#### EXERCISE DIRECTIONS
In the records below, count every line that includes the word "grey". Provide the total alone.
(RECORDS FOR THIS TASK begins)
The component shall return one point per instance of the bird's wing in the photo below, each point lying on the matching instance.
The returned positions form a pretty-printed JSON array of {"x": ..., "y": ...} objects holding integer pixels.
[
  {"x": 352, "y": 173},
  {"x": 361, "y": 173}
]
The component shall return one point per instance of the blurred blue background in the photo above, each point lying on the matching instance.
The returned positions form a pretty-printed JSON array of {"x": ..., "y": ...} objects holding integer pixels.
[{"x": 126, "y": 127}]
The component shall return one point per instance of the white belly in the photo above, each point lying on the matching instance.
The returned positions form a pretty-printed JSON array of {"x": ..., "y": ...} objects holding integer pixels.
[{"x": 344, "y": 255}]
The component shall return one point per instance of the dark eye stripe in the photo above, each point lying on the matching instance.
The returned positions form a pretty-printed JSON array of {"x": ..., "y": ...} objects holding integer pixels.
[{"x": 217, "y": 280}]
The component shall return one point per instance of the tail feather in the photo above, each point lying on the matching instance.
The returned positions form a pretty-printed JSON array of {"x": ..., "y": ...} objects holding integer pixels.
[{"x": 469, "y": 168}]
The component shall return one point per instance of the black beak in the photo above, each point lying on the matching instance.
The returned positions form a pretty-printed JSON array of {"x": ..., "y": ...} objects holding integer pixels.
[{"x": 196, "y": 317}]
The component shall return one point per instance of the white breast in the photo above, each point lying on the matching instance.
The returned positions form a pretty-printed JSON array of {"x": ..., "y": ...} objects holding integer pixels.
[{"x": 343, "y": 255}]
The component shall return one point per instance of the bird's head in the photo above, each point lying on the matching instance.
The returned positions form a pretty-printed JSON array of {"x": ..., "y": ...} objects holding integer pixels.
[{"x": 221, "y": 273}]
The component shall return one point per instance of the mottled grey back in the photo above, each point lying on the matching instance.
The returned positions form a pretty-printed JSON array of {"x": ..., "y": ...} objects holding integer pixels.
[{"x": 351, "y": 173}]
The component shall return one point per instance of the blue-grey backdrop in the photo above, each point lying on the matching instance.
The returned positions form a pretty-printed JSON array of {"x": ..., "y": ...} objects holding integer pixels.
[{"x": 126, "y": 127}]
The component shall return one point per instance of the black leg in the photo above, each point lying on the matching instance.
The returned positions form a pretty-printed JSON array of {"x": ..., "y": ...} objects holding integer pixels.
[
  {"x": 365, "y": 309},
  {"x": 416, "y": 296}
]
(RECORDS FOR THIS TASK ends)
#### TASK ANSWER
2